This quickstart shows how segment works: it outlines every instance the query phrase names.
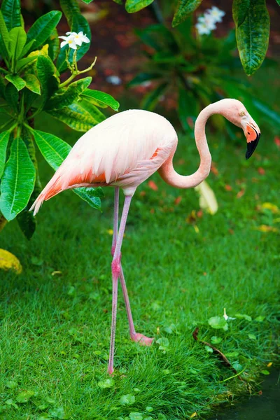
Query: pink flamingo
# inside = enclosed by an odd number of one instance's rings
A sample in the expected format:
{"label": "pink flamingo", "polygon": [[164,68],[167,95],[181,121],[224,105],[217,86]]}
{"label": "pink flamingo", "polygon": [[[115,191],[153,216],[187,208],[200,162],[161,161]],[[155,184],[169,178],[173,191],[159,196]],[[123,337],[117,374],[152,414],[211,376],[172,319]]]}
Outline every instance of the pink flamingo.
{"label": "pink flamingo", "polygon": [[[173,167],[178,139],[170,122],[162,116],[147,111],[125,111],[110,117],[80,137],[31,209],[34,209],[36,214],[44,200],[69,188],[115,187],[109,374],[113,372],[119,278],[132,340],[147,346],[150,346],[153,340],[135,330],[120,260],[120,249],[132,196],[138,186],[157,170],[165,182],[178,188],[195,187],[208,176],[211,157],[205,135],[205,125],[214,113],[223,115],[243,129],[247,139],[246,158],[250,158],[260,139],[260,129],[244,105],[236,99],[222,99],[209,105],[200,113],[195,122],[195,136],[200,164],[196,172],[187,176],[179,175]],[[120,188],[125,198],[118,230]]]}

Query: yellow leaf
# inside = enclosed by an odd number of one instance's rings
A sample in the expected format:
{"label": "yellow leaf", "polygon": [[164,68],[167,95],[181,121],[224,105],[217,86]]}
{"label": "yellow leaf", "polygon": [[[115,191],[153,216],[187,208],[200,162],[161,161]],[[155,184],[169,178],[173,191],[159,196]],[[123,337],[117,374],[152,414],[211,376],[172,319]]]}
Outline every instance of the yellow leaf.
{"label": "yellow leaf", "polygon": [[210,188],[206,181],[195,188],[200,196],[200,206],[203,210],[206,210],[210,214],[217,213],[218,206],[214,192]]}
{"label": "yellow leaf", "polygon": [[262,209],[267,209],[268,210],[271,210],[272,213],[279,213],[279,209],[275,204],[272,204],[272,203],[262,203],[260,205]]}
{"label": "yellow leaf", "polygon": [[17,274],[22,271],[22,265],[17,257],[5,249],[0,249],[0,269],[6,271],[13,270]]}
{"label": "yellow leaf", "polygon": [[260,225],[260,226],[258,226],[255,227],[256,230],[259,230],[260,232],[274,232],[274,233],[277,233],[279,232],[278,229],[276,227],[272,227],[272,226],[268,226],[267,225]]}

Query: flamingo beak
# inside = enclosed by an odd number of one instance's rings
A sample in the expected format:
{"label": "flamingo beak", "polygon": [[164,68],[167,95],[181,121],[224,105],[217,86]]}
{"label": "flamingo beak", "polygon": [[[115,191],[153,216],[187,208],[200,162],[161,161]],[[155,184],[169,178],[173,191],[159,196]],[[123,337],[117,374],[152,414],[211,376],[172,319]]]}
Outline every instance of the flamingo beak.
....................
* [Directive]
Rewrite all the records above, changing "expected format" to "required format" wherever it occurs and keeping everything else as it is. Omit the pictures from your version.

* [Final result]
This quickstart shows how segment works: it outlines every instance the query phrase names.
Query: pink flamingo
# inside = enclosed by an odd number of one instance's rings
A sample in the required format:
{"label": "pink flamingo", "polygon": [[164,68],[167,95],[181,121],[224,105],[217,86]]}
{"label": "pink flamingo", "polygon": [[[115,191],[153,216],[187,208],[200,162],[161,161]],[[155,184],[169,178],[173,191],[159,196]],[[123,337],[117,374],[152,414],[211,376],[172,319]]]}
Outline every instance of the pink flamingo.
{"label": "pink flamingo", "polygon": [[[173,167],[178,139],[170,122],[162,116],[147,111],[125,111],[110,117],[80,137],[31,209],[34,209],[36,214],[44,200],[69,188],[115,187],[109,374],[113,372],[119,278],[132,340],[147,346],[150,346],[153,340],[135,330],[120,260],[120,249],[132,196],[138,186],[157,170],[165,182],[178,188],[195,187],[208,176],[211,157],[205,135],[205,125],[214,113],[223,115],[243,129],[247,139],[246,158],[250,158],[260,139],[260,129],[244,105],[236,99],[222,99],[209,105],[200,113],[195,122],[195,136],[200,164],[196,172],[187,176],[179,175]],[[120,188],[125,198],[118,230]]]}

Query: yellow leaf
# inside = enclosed by an odd number of one instance's rings
A sample in the required format:
{"label": "yellow leaf", "polygon": [[164,68],[167,95],[181,121],[224,105],[217,86]]}
{"label": "yellow leaf", "polygon": [[[115,191],[153,216],[187,208],[200,162],[161,161]],[[155,184],[169,178],[173,191],[159,196]],[[123,337],[117,374],[152,414],[211,376],[172,319]]]}
Outline every instance of the yellow leaf.
{"label": "yellow leaf", "polygon": [[210,188],[206,181],[195,188],[200,196],[200,206],[203,210],[206,210],[210,214],[217,213],[218,206],[214,192]]}
{"label": "yellow leaf", "polygon": [[262,209],[267,209],[268,210],[271,210],[272,213],[279,213],[279,209],[275,204],[272,204],[272,203],[262,203],[260,205]]}
{"label": "yellow leaf", "polygon": [[17,274],[22,271],[22,265],[17,257],[5,249],[0,249],[0,269],[6,271],[13,270]]}
{"label": "yellow leaf", "polygon": [[260,225],[260,226],[258,226],[255,227],[256,230],[259,230],[260,232],[274,232],[274,233],[277,233],[279,232],[278,229],[276,227],[272,227],[272,226],[268,226],[267,225]]}

Query: flamingo beak
# inside = enclosed by an odd number of one instance's rings
A sample in the required format:
{"label": "flamingo beak", "polygon": [[164,68],[167,95],[181,121],[224,105],[217,86]]}
{"label": "flamingo beak", "polygon": [[[115,191],[153,216],[187,208],[200,162],[161,161]],[[155,184],[169,178],[173,191],[159,196]],[[123,337],[117,374],[152,414],[211,376],[172,319]]]}
Outline every instance of the flamingo beak.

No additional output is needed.